Problem to solve ::
Present every line of the data below as a numbered list, omitting blank lines. Leave the pictures out of the list.

## start Data entries

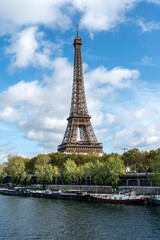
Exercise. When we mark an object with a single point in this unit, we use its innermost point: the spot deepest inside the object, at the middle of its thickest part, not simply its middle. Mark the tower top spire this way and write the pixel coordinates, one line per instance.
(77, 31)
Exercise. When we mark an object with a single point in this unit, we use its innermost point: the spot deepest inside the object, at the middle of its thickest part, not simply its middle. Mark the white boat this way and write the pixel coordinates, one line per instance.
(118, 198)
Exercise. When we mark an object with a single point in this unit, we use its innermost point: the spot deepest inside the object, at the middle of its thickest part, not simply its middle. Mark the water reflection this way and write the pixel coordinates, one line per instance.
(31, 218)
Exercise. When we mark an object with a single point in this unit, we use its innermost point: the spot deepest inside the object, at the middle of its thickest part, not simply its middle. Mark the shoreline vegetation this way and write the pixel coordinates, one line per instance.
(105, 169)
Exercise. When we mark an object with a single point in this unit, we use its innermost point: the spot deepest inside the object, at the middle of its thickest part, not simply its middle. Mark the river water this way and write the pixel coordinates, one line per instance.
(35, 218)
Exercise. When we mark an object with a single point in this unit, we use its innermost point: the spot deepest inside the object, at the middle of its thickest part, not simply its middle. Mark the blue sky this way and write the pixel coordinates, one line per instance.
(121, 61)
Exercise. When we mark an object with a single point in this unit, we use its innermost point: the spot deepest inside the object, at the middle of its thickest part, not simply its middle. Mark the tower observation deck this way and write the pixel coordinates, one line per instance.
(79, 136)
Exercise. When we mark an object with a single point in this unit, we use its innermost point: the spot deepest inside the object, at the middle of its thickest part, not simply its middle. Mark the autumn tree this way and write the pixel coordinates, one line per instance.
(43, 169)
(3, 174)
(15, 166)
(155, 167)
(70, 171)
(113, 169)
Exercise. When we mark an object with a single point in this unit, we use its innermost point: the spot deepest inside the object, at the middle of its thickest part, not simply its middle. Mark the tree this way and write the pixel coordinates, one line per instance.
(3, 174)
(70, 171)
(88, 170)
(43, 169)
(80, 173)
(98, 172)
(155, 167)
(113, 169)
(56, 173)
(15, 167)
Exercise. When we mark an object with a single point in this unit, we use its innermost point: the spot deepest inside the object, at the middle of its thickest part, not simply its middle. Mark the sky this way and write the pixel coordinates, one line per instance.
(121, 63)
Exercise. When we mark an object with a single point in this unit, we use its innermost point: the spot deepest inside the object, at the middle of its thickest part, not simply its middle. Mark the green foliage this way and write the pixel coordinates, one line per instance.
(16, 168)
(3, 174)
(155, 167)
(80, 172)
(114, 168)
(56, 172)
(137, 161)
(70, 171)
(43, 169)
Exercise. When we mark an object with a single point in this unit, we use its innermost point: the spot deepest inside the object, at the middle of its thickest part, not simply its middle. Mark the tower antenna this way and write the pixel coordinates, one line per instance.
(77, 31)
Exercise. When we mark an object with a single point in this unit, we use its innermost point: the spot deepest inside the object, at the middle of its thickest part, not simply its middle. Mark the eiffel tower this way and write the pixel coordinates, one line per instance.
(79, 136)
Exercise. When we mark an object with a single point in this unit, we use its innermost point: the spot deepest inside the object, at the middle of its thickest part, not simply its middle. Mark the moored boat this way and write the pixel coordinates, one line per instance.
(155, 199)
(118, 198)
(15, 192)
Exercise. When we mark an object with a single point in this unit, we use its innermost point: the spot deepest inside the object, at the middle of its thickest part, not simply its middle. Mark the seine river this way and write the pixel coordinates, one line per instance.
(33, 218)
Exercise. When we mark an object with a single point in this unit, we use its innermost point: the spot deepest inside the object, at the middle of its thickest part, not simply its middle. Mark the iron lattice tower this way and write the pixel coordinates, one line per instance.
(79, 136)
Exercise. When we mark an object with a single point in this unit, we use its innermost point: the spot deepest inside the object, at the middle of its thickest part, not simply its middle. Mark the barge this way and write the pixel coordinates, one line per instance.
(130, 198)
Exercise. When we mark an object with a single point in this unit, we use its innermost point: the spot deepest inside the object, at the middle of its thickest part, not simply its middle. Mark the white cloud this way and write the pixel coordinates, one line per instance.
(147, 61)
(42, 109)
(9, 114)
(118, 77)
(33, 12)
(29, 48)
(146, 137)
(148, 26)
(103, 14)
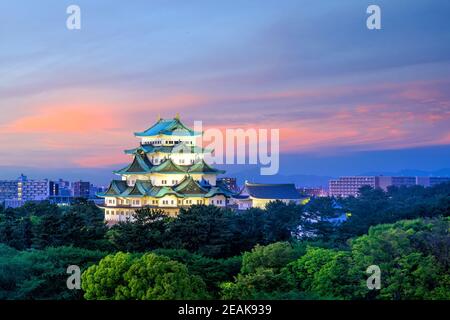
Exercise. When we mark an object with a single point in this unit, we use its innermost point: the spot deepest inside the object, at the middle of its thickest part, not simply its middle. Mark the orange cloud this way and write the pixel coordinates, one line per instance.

## end Data entries

Correct answer ::
1. Exercise. When we mark an object with a single point in this unit, we use its innermost point: the spot deepest inside the object, at the middle of its thickest part, not simply its middle. Mark the tower top spire this way and write the pixel coordinates, one line per instance.
2. (77, 31)
3. Exercise. When we mark an object with a single point in this unit, we use its innermost point: the spot deepest inside the object, at the middle of its thickest part, not simply its middle. Mark the white boat this way and write the pixel coordinates, one line per instance.
4. (118, 198)
5. Exercise. When we mark an object with a single point in this unit, we use its innermost point: the spot deepest inside the object, at the middle of its thickest part, not simply its middle. Mark the water reflection this way and write the pixel coordinates, one line per instance.
6. (31, 218)
7. Exercise. When we mark an object with a single point in this unit, we use its innermost point: the spot deepest inside the object, at the middle of its thickest part, not simply its middle. Mark the shoreline vegetation this way and write the pixel coordinates, one line per instance.
8. (105, 169)
9. Exercise. When we mark an object with a single point in this unit, we use its innermost point: the spot deepest inside the object, at the middle of its thickest part, not simply its middle. Mark the river water this way and write the pixel coordinates, one line per instance.
10. (35, 218)
11. Exercise. When we mark an object with a single point in this unit, we use its innermost point: the spot deepest inside the object, at the middle of its thickest part, not simply its middle. Mark the blue sky this way and write the pixel coordinates, one line per instance.
12. (121, 61)
13. Exercise. When we mark an object with a single point in this unit, we use its innermost point: the spot deepest inside the object, at the middle of its thickest part, not simply its middle. Mark the tower observation deck this way and write the pixel coordinates, one line per instance.
14. (79, 136)
15. Exercise. When we mark an object with a single point in this unit, we use its innermost point: the spot deepest inside the object, at the middle of its thickest part, not simply its middle. Mark the autumn tree this way and write the pixel coordinates, one line per instance.
16. (43, 169)
17. (3, 174)
18. (15, 166)
19. (155, 167)
20. (70, 171)
21. (113, 169)
22. Exercise. When we mark an object with a single point in this unit, we use its innermost point: the spot deepest inside the object, at the middle of its thickest part, not simply its middle. Mark the tree this way and write the pixel coordinates, one line per instance.
23. (3, 174)
24. (70, 171)
25. (88, 170)
26. (43, 169)
27. (80, 173)
28. (98, 172)
29. (155, 167)
30. (113, 169)
31. (56, 173)
32. (15, 167)
33. Exercise. When we mark an object with a single point in this unit, we use its innermost point: the spot deepest inside the object, at the middle of its thickest part, not simply its middle. Mark the sky this way and write the pixel coordinates, one line per instance.
34. (121, 63)
35. Exercise. When we mark an object with a single point in this unit, we use its innermost point: the spot deepest inside the object, at the middle of its thickest part, not simply its middle. Mark the green foliage this way and write the pixel coordinates, one line per instance.
36. (16, 168)
37. (3, 174)
38. (155, 167)
39. (80, 172)
40. (114, 168)
41. (56, 172)
42. (137, 161)
43. (70, 171)
44. (43, 169)
45. Exercise. When we mark an object with a single point in this unit, we use its innermost point: the spot deepest inside the object, at the middle of its thickest part, not simply its middle. Mark the tower antenna this way and write the pixel coordinates, one line per instance.
46. (77, 31)
47. Exercise. When we mark an object with a single point in this unit, we use its innermost point: the spot deepest inside the object, at the middle of its thickest part, not simply its middle. Mark the eiffel tower this way and write the pixel coordinates, one line per instance.
48. (79, 136)
49. Exercise. When we mark an object with a single point in this unit, we use its innermost point: the spot deepest inside the object, at the middle of its thickest part, not simply its middle. Mark the moored boat this way and write the pixel coordinates, one line per instance.
50. (155, 199)
51. (118, 198)
52. (15, 192)
53. Exercise. When we mark an object with a single point in this unit, we use its innermost point: the spot deepest inside the object, at the middle of its thickest part, not simply its middle. Mark the seine river this way and write the pixel coordinates, one line per instance.
54. (33, 218)
55. Exercise. When we mark an object with a single point in this unit, we use its innermost point: the spot deepest inside the object, at the middle of its thickest part, not simply its middle. Mark the iron lattice tower this way and write the pixel coordinates, one line per instance.
56. (79, 136)
57. Exercise. When we mark an object with a single point in this unit, we use its innermost point: the spot deepest inside the object, at the middle of its thickest part, not simply its middle. Mark the barge this way and write the pixel coordinates, one line per instance.
58. (130, 198)
59. Exercise. When we mark an object with a single point in this unit, we use its innermost point: the spot deepest inside the object, at the middle of its thickest part, not simply its middle. Mark the white cloud this way and write the pixel coordinates, one line per instance.
60. (147, 61)
61. (42, 109)
62. (9, 114)
63. (118, 77)
64. (33, 12)
65. (29, 48)
66. (146, 137)
67. (148, 26)
68. (103, 14)
69. Exercise. When we mark an object with a single point in this unit, we use its innermost point: the spot deepest inside the object, at the middle of its thickest part, not simply its middle. Mark the orange cloud this way and write the pixel coordinates, one line per instance.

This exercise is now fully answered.